Muertes carcelarias

Muertes carcelarias

La historia universal ha sido impregnada con testimonios de poetas, músicos, cantores, escultores, arquitectos y pintores en quienes la musa inspiradora ha tomado como vehículo de encanto el tema de la libertad. A pesar de los esfuerzos globales, todavía sigue siendo una quimera los sueños libertarios en pueblos e individuos que siguen viviendo la asfixia de la opresión.

La prisión se convierte en la solución final de los poderes del Estado a los conflictos sociales, políticos o jurídicos. Uno de los actos más degradantes para la dignidad humana lo constituye el encierro de una persona detrás de los gruesos y odiosos barrotes de una celda carcelaria. Desde luego, no es lo mismo guardar prisión a inicio del siglo XIX en la Isla Santa Helena siendo un Napoleón Bonaparte,  que ser un ciudadano iraquí detenido en la base naval de Guantánamo a comienzos del tercer milenio.

Tampoco es posible comparar la prisión de Antonio Gramsci en un centro de detención fascista en la Italia de Mussolini de la primera mitad del siglo XX, con el encierro en la mazmorra de la tenebrosa 40 de un dominicano acusado de anti trujillista en 1960. Mucho menos paralelo se puede establecer entre el rigor de la prisión de un hijo de Machepa encerrado en San Juan de la Maguana por el hurto de un pollo, o de un macuto de habichuelas, versus la detención en Najayo de un magnate que estafó millones de pesos de la banca dominicana, o el de un narcotraficante apoyado en su enorme fortuna amasada a través de la venta de estupefacientes.

Cuando un humilde ser sin abolengo, ni apellido sonoro o padrino alguno va a dar con sus huesos a una cárcel, tiene ya su destino marcado. Si llega sano es seguro que va a enfermar tanto mental como físicamente. Las vergonzantes condiciones sanitarias caracterizadas por un perenne hacinamiento se suman a la ausencia de una real política de rehabilitación social, moral y psicológica. Hombres enjaulados en espera de que sus casos sean ventilados en los tribunales de la república constituyen el pan nuestro de cada día.

Gente enferma que clama porque se le traslade a un centro de salud es una situación harto común en el ambiente de los recintos carcelarios. La incidencia de Sida, tuberculosis, desnutrición, drogadicción, infecciones intestinales, hipertensión y diabetes descuidadas, así como males hepáticos, renales y emocionales ignorados son la regla en vez de la excepción. Si a esta gente no la mata las enfermedades o la pena, entonces lo acaba otro prisionero de un golpe contundente  o de una artera estocada.

¿Acaso hay que ser adivino o encumbrado hombre de ciencia para remover el aparente velo de misterio  acerca de la causa por la que es encontrado muerto en su celda un desheredado de la fortuna? Por supuesto que no, en la morgue el occiso muestra su sello de miseria, hambre, enfermedad o lesión física que lo sacó del valle de lágrimas a que fue condenado a vivir.

○ ○ ○ ○

### Consigna 1
Según el texto sobre las muertes carcelarias, ¿dónde guardó prisión Napoleón Bonaparte a inicios del siglo XIX?
### Consigna 2
Reproduzca tal cual el pasaje del texto sobre las muertes carcelarias que comienza en "La historia universal" y termina en "de la opresión.".

### Ítems extraídos

○ ○ ○ ○

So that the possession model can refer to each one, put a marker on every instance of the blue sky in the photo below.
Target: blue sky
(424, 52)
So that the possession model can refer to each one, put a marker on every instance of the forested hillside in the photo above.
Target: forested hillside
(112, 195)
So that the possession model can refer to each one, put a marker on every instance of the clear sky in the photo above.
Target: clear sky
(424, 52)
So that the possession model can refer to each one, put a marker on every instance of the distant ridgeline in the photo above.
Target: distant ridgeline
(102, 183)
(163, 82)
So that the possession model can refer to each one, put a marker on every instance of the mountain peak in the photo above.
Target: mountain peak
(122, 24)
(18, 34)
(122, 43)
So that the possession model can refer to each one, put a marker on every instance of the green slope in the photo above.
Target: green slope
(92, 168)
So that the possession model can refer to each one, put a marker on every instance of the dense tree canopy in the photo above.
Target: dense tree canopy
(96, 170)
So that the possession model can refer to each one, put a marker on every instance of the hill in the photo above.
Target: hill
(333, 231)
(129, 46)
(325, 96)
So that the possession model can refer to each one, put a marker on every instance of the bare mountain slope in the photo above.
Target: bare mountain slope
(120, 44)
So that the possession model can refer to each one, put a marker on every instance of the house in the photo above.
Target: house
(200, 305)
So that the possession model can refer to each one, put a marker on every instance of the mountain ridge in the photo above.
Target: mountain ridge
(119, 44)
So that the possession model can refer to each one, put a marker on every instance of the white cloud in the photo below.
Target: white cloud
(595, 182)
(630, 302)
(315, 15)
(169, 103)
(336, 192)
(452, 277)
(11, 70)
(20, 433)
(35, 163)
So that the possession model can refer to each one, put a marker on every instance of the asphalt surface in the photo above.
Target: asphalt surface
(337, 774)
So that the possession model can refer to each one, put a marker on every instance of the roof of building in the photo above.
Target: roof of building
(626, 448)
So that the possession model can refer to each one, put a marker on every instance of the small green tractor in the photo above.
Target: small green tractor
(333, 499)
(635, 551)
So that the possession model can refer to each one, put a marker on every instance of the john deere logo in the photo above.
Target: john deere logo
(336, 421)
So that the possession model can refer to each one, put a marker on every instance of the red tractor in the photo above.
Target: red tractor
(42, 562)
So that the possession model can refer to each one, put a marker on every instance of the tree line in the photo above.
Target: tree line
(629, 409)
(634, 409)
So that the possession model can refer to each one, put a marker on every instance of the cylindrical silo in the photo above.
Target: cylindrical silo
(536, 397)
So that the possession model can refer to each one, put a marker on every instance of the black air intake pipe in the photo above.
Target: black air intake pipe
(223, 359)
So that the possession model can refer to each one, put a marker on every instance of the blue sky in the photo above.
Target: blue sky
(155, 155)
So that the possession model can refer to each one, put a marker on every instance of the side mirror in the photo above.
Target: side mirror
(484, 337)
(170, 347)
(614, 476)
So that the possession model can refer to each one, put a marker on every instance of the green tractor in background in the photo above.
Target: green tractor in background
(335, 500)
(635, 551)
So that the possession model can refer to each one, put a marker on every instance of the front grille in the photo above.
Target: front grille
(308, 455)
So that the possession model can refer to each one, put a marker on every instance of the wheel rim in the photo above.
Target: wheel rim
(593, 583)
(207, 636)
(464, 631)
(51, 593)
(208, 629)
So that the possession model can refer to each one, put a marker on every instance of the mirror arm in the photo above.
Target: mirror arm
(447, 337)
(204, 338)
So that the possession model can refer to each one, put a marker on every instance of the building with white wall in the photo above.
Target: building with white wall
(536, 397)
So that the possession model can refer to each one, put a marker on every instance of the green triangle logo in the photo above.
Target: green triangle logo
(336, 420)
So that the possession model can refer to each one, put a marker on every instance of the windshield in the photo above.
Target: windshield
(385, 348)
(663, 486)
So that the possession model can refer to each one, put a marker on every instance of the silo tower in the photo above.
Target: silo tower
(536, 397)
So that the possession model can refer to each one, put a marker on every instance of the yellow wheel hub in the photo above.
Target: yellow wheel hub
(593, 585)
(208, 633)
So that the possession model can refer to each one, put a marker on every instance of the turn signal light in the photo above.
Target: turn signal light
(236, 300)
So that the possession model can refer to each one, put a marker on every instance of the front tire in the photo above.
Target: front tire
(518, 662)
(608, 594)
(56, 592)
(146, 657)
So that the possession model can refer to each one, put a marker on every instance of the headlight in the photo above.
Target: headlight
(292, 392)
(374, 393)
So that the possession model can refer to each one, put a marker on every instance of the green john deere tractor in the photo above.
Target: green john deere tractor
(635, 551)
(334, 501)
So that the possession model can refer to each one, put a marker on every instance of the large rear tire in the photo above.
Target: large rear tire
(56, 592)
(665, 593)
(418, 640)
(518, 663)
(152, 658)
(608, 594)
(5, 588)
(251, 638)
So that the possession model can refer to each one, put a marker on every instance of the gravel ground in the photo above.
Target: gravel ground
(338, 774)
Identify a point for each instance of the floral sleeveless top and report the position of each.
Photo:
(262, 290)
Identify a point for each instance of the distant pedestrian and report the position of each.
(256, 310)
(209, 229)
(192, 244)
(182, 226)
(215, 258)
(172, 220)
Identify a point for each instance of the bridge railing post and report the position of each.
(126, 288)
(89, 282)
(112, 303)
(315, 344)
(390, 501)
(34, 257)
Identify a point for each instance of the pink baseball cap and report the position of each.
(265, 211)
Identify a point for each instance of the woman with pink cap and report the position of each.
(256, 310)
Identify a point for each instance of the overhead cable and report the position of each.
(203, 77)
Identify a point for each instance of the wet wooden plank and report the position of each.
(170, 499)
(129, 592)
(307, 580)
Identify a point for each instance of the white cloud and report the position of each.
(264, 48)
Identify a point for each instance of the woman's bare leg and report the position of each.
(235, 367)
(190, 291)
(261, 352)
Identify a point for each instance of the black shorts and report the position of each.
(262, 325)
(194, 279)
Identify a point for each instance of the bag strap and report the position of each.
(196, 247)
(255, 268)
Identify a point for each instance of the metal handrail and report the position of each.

○ ○ ○ ○

### Respuesta 1
En la Isla Santa Helena.

### Respuesta 2
La historia universal ha sido impregnada con testimonios de poetas, músicos, cantores, escultores, arquitectos y pintores en quienes la musa inspiradora ha tomado como vehículo de encanto el tema de la libertad. A pesar de los esfuerzos globales, todavía sigue siendo una quimera los sueños libertarios en pueblos e individuos que siguen viviendo la asfixia de la opresión.